Text to read:
During the movement phase of his player turn, the phasing player may move as many or as few of his Red and White leaders (and any combat units they attach and transport) as he desires. Each leader may be moved as many or as few provinces as the player desires to as long as an individual leader’s movement allowance is not exceeded in a single movement phase. Additionally, the player may move any controlled Green and Blue units without needing leaders.
Units may be moved individually (in any order the player desires), or in company with other leaders, combat units or Imperial units with which they are stacked (in accordance with the stacking rules). Any aggregation of units that is moved together as one stack is considered a “force.” Forces must be moved one at a time. Once a force has been moved and the player’s hand withdrawn, no portion of that force may be moved again during the same movement phase. Unused movement points may neither be accumulated from phase to phase, nor transferred from unit to unit.

5.11 During the movement phase, only the phasing player may move units; he may choose to move all, some, or none of his units. No combat is permitted during the movement phase.

5.12 Movement is calculated in terms of movement points. A unit expends movement points from its total movement allowance when moving across the map at the rate of one movement point for each province it enters (exception: see 5.5).

Aim A: Which colors of leaders and units does the movement rules text name?

[Dataset excerpt]
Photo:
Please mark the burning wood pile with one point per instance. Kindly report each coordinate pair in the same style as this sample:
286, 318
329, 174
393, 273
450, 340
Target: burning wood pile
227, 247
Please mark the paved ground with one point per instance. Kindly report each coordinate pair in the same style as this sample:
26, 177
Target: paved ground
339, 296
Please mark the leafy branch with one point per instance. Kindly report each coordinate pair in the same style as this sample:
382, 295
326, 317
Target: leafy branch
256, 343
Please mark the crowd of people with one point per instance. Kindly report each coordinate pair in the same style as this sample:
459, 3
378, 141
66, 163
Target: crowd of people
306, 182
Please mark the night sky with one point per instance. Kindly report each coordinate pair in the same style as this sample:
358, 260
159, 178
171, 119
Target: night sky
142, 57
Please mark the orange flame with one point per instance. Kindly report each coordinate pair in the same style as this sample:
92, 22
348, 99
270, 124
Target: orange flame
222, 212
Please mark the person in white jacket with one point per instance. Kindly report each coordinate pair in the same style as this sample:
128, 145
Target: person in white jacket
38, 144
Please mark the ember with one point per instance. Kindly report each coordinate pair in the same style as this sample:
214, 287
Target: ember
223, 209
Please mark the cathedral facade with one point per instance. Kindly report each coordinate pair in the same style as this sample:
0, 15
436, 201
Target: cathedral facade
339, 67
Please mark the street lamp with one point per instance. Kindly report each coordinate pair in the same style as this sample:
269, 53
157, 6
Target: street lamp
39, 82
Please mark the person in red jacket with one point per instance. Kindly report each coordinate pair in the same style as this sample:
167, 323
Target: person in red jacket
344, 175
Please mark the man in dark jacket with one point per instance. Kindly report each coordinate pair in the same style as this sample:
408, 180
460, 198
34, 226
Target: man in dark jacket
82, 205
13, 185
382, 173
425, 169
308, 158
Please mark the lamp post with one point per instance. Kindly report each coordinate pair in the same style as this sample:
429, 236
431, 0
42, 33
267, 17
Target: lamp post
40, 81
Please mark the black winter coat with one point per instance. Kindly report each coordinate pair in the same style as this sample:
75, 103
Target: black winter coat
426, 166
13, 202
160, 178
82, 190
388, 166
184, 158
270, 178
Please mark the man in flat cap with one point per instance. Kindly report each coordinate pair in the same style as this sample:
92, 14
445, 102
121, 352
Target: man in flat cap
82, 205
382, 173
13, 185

Aim B: Can you give again the lines of the records from the one containing "Please mark the person in white" through the end of the records, inclusive, with "jacket" switched to "parka" and everything else unchanged?

Task solution A: Red, White, Green, Blue

Task solution B:
Please mark the person in white parka with one point per instance. Kindly report each coordinate pair in the same style as this sample:
128, 145
Target: person in white parka
38, 144
Please mark the ember with one point per instance. Kindly report each coordinate pair in the same style as this sample:
214, 287
Target: ember
223, 209
Please mark the cathedral facade with one point per instance. Kindly report each coordinate pair in the same style as this sample:
0, 15
436, 201
Target: cathedral facade
339, 67
Please mark the street lamp with one point per instance. Kindly report each coordinate pair in the same style as this sample:
269, 53
157, 6
Target: street lamp
39, 82
Please mark the person in red parka with one point per instance. Kindly report each coordinate pair in the same style as this sample:
167, 323
Target: person in red parka
344, 175
Please mark the man in dark parka with one point per instance. Kindly report each coordinate pair in the same style as this sample:
408, 180
460, 198
34, 226
Target: man in dark parka
82, 205
13, 185
382, 173
425, 169
308, 158
Please mark the lamp post with one point per instance. Kindly report each coordinate pair in the same style as this sample:
429, 236
431, 0
42, 33
267, 17
Target: lamp post
40, 81
Please mark the black winter coat with one point per instance. Kindly report each coordinate pair in the same style as this sample:
75, 103
Target: black winter coat
426, 166
13, 202
160, 178
82, 190
388, 166
184, 158
270, 178
Please mark the man in flat cap with one point per instance. Kindly report each coordinate pair in the same style as this sample:
92, 14
445, 102
121, 352
Target: man in flat cap
82, 205
382, 173
13, 185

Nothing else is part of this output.